PROVIDED DATA
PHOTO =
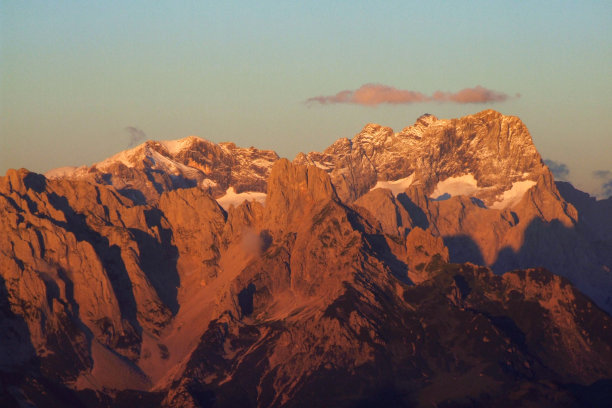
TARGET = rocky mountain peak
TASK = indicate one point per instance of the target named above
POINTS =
(294, 190)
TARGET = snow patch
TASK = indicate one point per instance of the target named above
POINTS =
(511, 197)
(206, 183)
(232, 198)
(60, 172)
(178, 145)
(396, 186)
(454, 186)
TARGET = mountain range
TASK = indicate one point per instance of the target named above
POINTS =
(441, 265)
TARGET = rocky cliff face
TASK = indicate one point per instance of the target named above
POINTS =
(336, 290)
(146, 171)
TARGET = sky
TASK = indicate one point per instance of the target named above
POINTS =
(82, 80)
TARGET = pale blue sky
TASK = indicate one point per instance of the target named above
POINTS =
(75, 74)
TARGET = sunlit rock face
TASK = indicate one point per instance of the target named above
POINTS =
(332, 287)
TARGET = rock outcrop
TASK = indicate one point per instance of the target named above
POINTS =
(128, 283)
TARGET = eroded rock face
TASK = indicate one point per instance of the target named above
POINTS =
(496, 150)
(146, 171)
(329, 293)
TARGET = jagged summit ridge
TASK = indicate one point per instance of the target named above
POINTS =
(495, 150)
(146, 171)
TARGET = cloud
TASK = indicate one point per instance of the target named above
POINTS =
(606, 188)
(136, 135)
(559, 170)
(376, 94)
(606, 176)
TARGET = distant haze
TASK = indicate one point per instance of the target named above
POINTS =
(80, 81)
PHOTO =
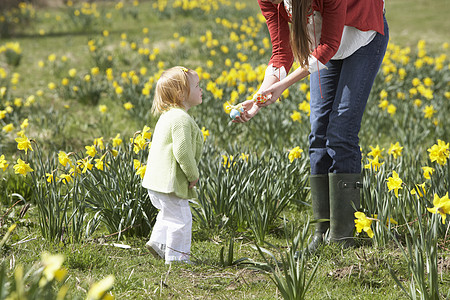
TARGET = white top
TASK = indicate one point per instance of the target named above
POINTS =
(352, 39)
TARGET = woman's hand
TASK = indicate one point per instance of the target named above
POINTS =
(273, 92)
(250, 110)
(193, 183)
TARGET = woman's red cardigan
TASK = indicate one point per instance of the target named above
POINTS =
(362, 14)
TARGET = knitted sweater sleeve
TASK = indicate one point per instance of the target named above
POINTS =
(183, 147)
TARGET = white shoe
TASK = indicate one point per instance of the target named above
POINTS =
(156, 249)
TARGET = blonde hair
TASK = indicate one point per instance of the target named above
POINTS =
(171, 89)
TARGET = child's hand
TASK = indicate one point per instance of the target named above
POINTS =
(193, 183)
(250, 110)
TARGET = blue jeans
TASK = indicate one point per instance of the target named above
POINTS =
(336, 118)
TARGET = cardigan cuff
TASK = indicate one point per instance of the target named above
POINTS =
(280, 73)
(315, 64)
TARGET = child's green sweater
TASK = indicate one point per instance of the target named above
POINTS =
(174, 154)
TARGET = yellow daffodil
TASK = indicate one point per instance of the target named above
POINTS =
(305, 107)
(85, 164)
(141, 171)
(102, 109)
(146, 132)
(117, 141)
(295, 153)
(439, 152)
(394, 183)
(227, 161)
(100, 289)
(441, 206)
(22, 168)
(395, 150)
(363, 223)
(90, 150)
(373, 164)
(128, 106)
(429, 111)
(375, 151)
(8, 128)
(99, 143)
(296, 116)
(205, 133)
(3, 163)
(244, 157)
(23, 143)
(419, 189)
(65, 178)
(63, 158)
(139, 143)
(427, 172)
(50, 177)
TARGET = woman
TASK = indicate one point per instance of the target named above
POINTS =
(341, 44)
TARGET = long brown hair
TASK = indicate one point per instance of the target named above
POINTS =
(300, 39)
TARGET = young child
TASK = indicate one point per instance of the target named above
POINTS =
(172, 166)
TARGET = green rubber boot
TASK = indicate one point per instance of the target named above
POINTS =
(321, 208)
(344, 199)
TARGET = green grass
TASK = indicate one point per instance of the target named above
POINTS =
(359, 273)
(411, 21)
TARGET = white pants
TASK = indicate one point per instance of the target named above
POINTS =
(173, 226)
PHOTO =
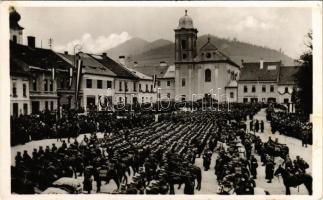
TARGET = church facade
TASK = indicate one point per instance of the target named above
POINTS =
(203, 73)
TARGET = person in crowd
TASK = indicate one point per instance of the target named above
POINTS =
(262, 126)
(270, 165)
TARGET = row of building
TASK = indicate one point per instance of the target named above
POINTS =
(42, 79)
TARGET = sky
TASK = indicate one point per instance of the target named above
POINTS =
(102, 28)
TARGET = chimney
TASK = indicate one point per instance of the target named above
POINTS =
(31, 41)
(122, 60)
(162, 64)
(261, 63)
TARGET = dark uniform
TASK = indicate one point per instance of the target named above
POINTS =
(270, 165)
(253, 167)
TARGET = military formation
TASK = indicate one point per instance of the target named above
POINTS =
(147, 156)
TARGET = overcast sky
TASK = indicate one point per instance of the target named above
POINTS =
(104, 28)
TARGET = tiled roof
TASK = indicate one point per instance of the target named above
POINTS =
(18, 67)
(287, 75)
(36, 57)
(90, 65)
(115, 67)
(170, 73)
(252, 71)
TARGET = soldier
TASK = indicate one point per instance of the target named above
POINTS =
(257, 126)
(262, 126)
(251, 125)
(18, 158)
(253, 167)
(270, 165)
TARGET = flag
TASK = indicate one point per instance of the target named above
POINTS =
(53, 73)
(70, 77)
(78, 76)
(154, 80)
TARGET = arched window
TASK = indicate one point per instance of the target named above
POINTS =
(14, 38)
(207, 75)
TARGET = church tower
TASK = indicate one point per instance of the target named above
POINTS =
(185, 40)
(15, 28)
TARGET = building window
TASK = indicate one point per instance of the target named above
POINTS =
(14, 89)
(109, 84)
(52, 105)
(272, 88)
(245, 89)
(126, 86)
(24, 90)
(231, 95)
(14, 38)
(134, 86)
(25, 109)
(34, 85)
(183, 82)
(99, 84)
(184, 46)
(286, 90)
(46, 85)
(88, 83)
(46, 105)
(51, 88)
(263, 88)
(62, 84)
(207, 75)
(184, 56)
(286, 100)
(120, 86)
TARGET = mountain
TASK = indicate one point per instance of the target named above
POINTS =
(136, 46)
(150, 54)
(127, 48)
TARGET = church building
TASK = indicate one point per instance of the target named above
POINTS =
(202, 73)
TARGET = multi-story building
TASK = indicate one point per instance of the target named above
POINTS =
(166, 84)
(258, 82)
(206, 73)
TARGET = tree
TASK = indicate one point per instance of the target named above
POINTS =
(304, 95)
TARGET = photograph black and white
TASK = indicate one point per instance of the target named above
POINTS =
(162, 100)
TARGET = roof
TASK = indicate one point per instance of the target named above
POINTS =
(116, 68)
(215, 54)
(90, 65)
(151, 70)
(18, 67)
(252, 72)
(140, 75)
(208, 46)
(287, 75)
(170, 73)
(36, 57)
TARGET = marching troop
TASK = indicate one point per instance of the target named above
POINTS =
(147, 156)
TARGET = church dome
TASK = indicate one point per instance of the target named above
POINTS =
(185, 22)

AIM OF THE TASK
Transcribe each entry precisely as given, leaving the pictures out.

FULL RESPONSE
PHOTO =
TARGET = rocky mountain peak
TASK = indicate one point per instance of the target named above
POINTS =
(294, 190)
TARGET = snow patch
TASK = indicate one point per instance of the target named above
POINTS =
(511, 197)
(206, 183)
(232, 198)
(60, 172)
(178, 145)
(396, 186)
(454, 186)
TARGET = mountain range
TASK = indicate one point per instance of the target named above
POINTS =
(441, 265)
TARGET = rocky cliff face
TASK = indicate one point per instance of the target named above
POINTS =
(336, 290)
(146, 171)
TARGET = sky
TASK = indicate one point per instance of the target named above
POINTS =
(82, 80)
TARGET = pale blue sky
TASK = indicate one point per instance of the target named above
POINTS =
(75, 74)
TARGET = sunlit rock face
TASK = indicate one point per instance of the target named above
POINTS =
(332, 287)
TARGET = rock outcrop
TASK = indicate one point per instance of the target named above
POINTS =
(128, 283)
TARGET = eroded rock face
TASK = indicate one point per instance of the target named above
POINTS =
(496, 150)
(146, 171)
(329, 293)
TARGET = jagged summit ridge
TASK = indicate one point per instance of the target named above
POINTS =
(495, 150)
(146, 171)
TARGET = cloud
TASK = indicate one point per instance of the target named above
POINTS =
(606, 188)
(136, 135)
(559, 170)
(376, 94)
(606, 176)
TARGET = distant haze
TASK = indicate one point per instance of the target named above
POINTS =
(80, 81)
PHOTO =
TARGET = white top
TASK = indicate one point per instance of the target named above
POINTS =
(352, 39)
TARGET = woman's hand
TASK = indicate one point per instance of the target named above
POINTS =
(273, 92)
(250, 110)
(193, 183)
TARGET = woman's red cardigan
TASK = indicate one point per instance of the target named above
POINTS =
(362, 14)
TARGET = knitted sweater sleeve
TASK = indicate one point per instance of the target named above
POINTS =
(183, 147)
TARGET = white shoe
TASK = indicate one point per instance of the target named above
POINTS =
(156, 249)
TARGET = blonde hair
TASK = indicate one point per instance of the target named above
POINTS =
(171, 89)
TARGET = child's hand
TASK = indicate one point per instance of the target named above
POINTS =
(193, 183)
(250, 110)
TARGET = blue jeans
TASK = indicate one point per instance of the target named above
POINTS =
(336, 118)
TARGET = cardigan cuff
TASK = indicate one point per instance of the target named above
POINTS =
(280, 73)
(315, 64)
TARGET = child's green sweater
TASK = indicate one point per instance of the target named above
POINTS =
(174, 154)
TARGET = yellow daffodil
TASK = indicate one point per instance of the target named above
POINTS =
(305, 107)
(85, 164)
(141, 171)
(102, 109)
(146, 132)
(117, 141)
(295, 153)
(439, 152)
(394, 183)
(227, 161)
(100, 289)
(441, 206)
(22, 168)
(395, 150)
(363, 223)
(90, 150)
(373, 164)
(128, 106)
(429, 111)
(375, 151)
(8, 128)
(99, 143)
(296, 116)
(205, 133)
(3, 163)
(244, 157)
(23, 143)
(419, 189)
(65, 178)
(63, 158)
(139, 143)
(427, 172)
(50, 177)
TARGET = woman
TASK = indicate one point per instance of the target named above
POINTS =
(341, 44)
TARGET = long brown hair
TASK = indicate one point per instance of the target named above
POINTS =
(300, 39)
TARGET = young child
TASK = indicate one point per instance of the target named above
POINTS =
(172, 166)
TARGET = green rubber boot
TASK = indicate one point per instance of the target named above
POINTS =
(321, 208)
(344, 199)
TARGET = green grass
TASK = indicate one point per instance of the target named above
POINTS =
(359, 273)
(411, 21)
TARGET = white pants
TASK = indicate one point per instance of the target named above
POINTS =
(173, 226)
PHOTO =
TARGET = church facade
TASK = indicate one point per instance of the target named above
POINTS =
(203, 73)
TARGET = person in crowd
TASK = indicate one point per instance of the target named above
POINTS =
(262, 126)
(270, 165)
TARGET = row of building
TASK = indicate one point per instance of the target named above
POINTS =
(42, 79)
TARGET = sky
TASK = indicate one point per instance of the target named above
POINTS =
(102, 28)
TARGET = chimney
TASK = indicate one point per instance of the target named above
POINTS =
(31, 41)
(122, 60)
(162, 64)
(261, 63)
TARGET = dark uniform
TASK = indicate one point per instance of the target named above
POINTS =
(270, 165)
(253, 167)
TARGET = military formation
TASK = indicate one point per instance of the target named above
POINTS =
(147, 156)
TARGET = overcast sky
TASK = indicate one point per instance of the target named above
POINTS =
(104, 28)
TARGET = tiled roof
TASK = indicate one point per instance of the target named above
POINTS =
(18, 67)
(287, 75)
(36, 57)
(90, 65)
(115, 67)
(170, 73)
(252, 71)
TARGET = soldier
TASK = indicate one point per instance of the target named above
POINTS =
(257, 126)
(262, 126)
(251, 125)
(18, 158)
(253, 167)
(270, 165)
TARGET = flag
TASK = indicate one point per instance of the target named above
POINTS =
(53, 73)
(70, 77)
(78, 76)
(154, 80)
TARGET = arched window
TASK = indicate one point per instance of the target named above
POINTS =
(14, 38)
(207, 75)
TARGET = church tower
TASK = indicate one point per instance of the target named above
POINTS =
(185, 40)
(15, 28)
TARGET = building window
TASK = indicate one point per instance of the target named above
POINTS =
(14, 89)
(109, 84)
(52, 105)
(272, 88)
(245, 89)
(126, 86)
(24, 90)
(231, 95)
(14, 38)
(134, 86)
(25, 109)
(34, 85)
(183, 82)
(99, 84)
(184, 46)
(286, 90)
(46, 85)
(88, 83)
(46, 105)
(51, 88)
(263, 88)
(62, 84)
(207, 75)
(184, 56)
(286, 100)
(120, 86)
TARGET = mountain
TASK = indicate one point per instance of the target named above
POINTS =
(136, 46)
(150, 54)
(127, 48)
TARGET = church building
TASK = indicate one point per instance of the target named above
POINTS =
(202, 73)
TARGET = multi-story building
TASK = indicate one point per instance of the target named above
POINTS =
(166, 84)
(258, 82)
(206, 73)
TARGET = tree
TASK = indicate one point per instance of the target named above
POINTS =
(304, 95)
TARGET = photograph black and white
TASK = indicate one point per instance of the target named above
POINTS =
(162, 100)
TARGET = roof
TASK = indicate one point per instance of the target named above
POINTS =
(116, 68)
(215, 54)
(90, 65)
(151, 70)
(18, 67)
(252, 72)
(140, 75)
(208, 46)
(287, 75)
(170, 73)
(36, 57)
TARGET = marching troop
TASK = indicate one point per instance of the target named above
POINTS =
(147, 156)
TARGET = church dome
TASK = indicate one point per instance of the target named above
POINTS =
(185, 22)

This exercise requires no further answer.